SAN DIEGO — Hodad’s is a third-generation small business, a San Diego treasure that makes a damn good burger. I dropped by one of their two restaurants last winter, but I didn’t see what I wanted on the menu.
The burger I get at Petco Park, I explained to the server. She knew exactly what I meant.
“The F— the Dodgers burger,” she said, with a mischievous twinkle in her eyes.
In San Diego, it had been an impish inside joke for years. If you didn’t know what FTD meant on the menu at the Hodad’s stands at Petco Park, the burger — with cheese, onion rings, pickles, mayonnaise and barbecue sauce — still was a good time.
When the Dodgers played here last month, a fan posted a picture of the menu board and explained what FTD stood for. The next day, Jomboy Media did the same, in a post with 1.6 million views.
“When I first saw that,” Hodad’s co-owner Shane Hardin told me, “I thought, ‘Oh, sweet, Jomboy, cool. We’ll get a little bump.’ ”
Then Hardin got a call from Delaware North, the company that handles the San Diego Padres’ concessions. People are talking, Hardin was told.
“And I’m like, ‘Cool, great, let ‘em talk, there’s no profanity anywhere,’ ” Hardin said.
The Padres and Delaware North did not see it that way. “FTD” was stripped from the menu boards at the four Hodad’s stands, initially replaced by the lame quartet of “Foul to Dinger,” “For the Division,” “For the Dugout” and “For the Diegans” and currently replaced by the strained quartet of “For the Dads,” “For the Dub,” “Faithful til Death” and (gulp) “Flyball to Deep.”
Another new name for the FTD burger at Petco Park.
(Bill Shaikin / Los Angeles Times)
The Padres declined comment for this column.
Hardin is more amused than annoyed, particularly given the origin of the FTD Burger. It’s been on Hodad’s Petco Park menu since …
“Was it the 2022 playoffs that the Padres beat the Dodgers?” he asked.
This is how a San Diegan tells time, but yes.
“The Padres hit us up and said, ‘We want a special menu item for the playoffs,’” Hardin said. “We go, ‘OK, without us ever saying what it meant, can we call it the FTD Burger?’ They said, ‘Oh, yeah, ha ha, that’s funny, go for it.’ And so we did.”
The burger has been sold at Petco Park ever since, with the same recipe, despite the online conspiracy theory that its three onion rings represented the Dodgers’ three World Series championship rings this decade.

▬▬▬▬▬▬

Parts of the exercise:
[1] From the records, copy out word for word the part that opens with the line containing "outdoor cafe table." and closes with the line containing "in red jacket.".
[2] Extend the column about the Hodad's FTD burger at Petco Park, picking up after its last sentence.

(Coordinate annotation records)

▬▬▬▬▬▬

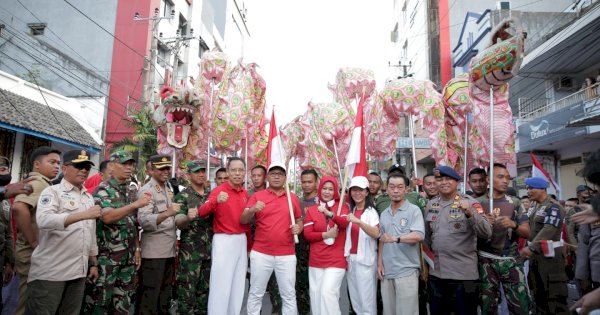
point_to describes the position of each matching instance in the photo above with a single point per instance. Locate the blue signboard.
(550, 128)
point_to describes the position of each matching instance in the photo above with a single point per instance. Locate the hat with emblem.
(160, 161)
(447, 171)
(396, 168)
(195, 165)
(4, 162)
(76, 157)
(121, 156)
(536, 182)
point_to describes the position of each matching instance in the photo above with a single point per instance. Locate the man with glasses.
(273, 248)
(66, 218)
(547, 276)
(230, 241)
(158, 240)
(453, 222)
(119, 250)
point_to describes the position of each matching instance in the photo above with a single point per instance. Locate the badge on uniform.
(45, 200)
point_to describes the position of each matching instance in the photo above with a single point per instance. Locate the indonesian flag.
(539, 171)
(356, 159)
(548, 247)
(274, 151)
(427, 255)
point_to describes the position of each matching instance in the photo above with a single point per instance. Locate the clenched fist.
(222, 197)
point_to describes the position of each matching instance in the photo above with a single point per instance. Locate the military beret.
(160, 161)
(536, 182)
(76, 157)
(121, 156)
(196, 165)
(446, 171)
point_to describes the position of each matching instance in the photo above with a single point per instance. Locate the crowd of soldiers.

▬▬▬▬▬▬

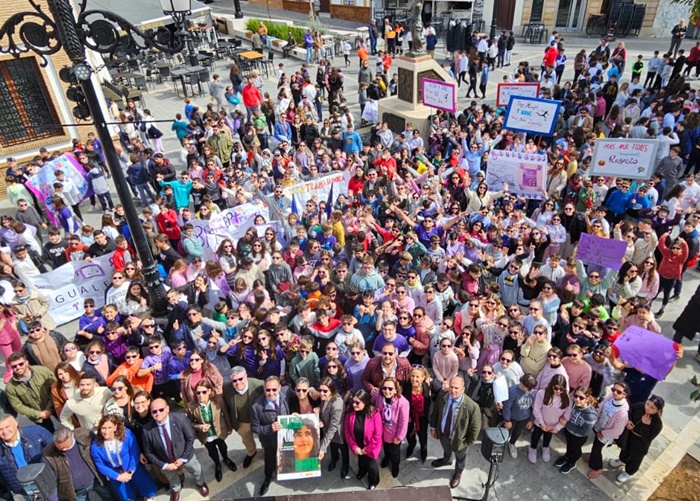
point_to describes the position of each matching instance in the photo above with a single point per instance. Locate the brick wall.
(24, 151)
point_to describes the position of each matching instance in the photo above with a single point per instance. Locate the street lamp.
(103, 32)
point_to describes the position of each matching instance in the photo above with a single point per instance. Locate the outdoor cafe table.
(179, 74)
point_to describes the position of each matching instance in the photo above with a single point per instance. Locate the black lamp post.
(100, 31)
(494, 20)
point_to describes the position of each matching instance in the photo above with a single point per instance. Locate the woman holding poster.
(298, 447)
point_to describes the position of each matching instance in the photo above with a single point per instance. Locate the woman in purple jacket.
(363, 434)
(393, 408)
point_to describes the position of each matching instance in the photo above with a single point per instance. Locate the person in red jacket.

▬▬▬▬▬▬

Answers to the exercise:
[1]
point_to describes the position of each matching instance in the photo above with a single point per instance. Locate the outdoor cafe table.
(179, 74)
point_to describes the position of each matching instance in the photo above with a single point per instance. Locate the black lamp post.
(100, 31)
(494, 20)
point_to describes the position of each matching instance in the photo above with a single point per instance. Locate the woman holding poster.
(298, 447)
point_to describes the position of each matching instance in the photo above with a single point per instance. Locate the woman in purple jacket.
(363, 434)
(393, 408)
point_to describes the position of each matching instance in the photo above with a single point per instance. Locate the person in red jacket.

[2]
“Dude, I don’t keep track of what the Dodgers have,” Hardin said. “I really don’t care.”
It is in that spirit that I am stunned the Padres made the change.
The San Diego Padres often sell “Beat LA” T-shirts in their team store.
(Bill Shaikin / Los Angeles Times)
The Padres, the team that sells “Beat L.A.” shirts in the team store. The Padres, the team that put up a meme of Clayton Kershaw crying on the video board. The Padres, the team that begged its fans not to sell their tickets to fans of “a team from a little ways up north” and also refused to sell tickets to that 2022 playoff series to anyone in Los Angeles County.
The Padres deserve a ton of credit for breathing life into what now is a feisty rivalry with the Dodgers. It is odd that, all of a sudden, they’re worried about decorum.
“I was under the impression that FTD was just kind of a fun ‘if you know, you know’ sort of thing,” Hardin said. “People will hold up signs saying ‘FTD’ and they’ll get on the JumboTron.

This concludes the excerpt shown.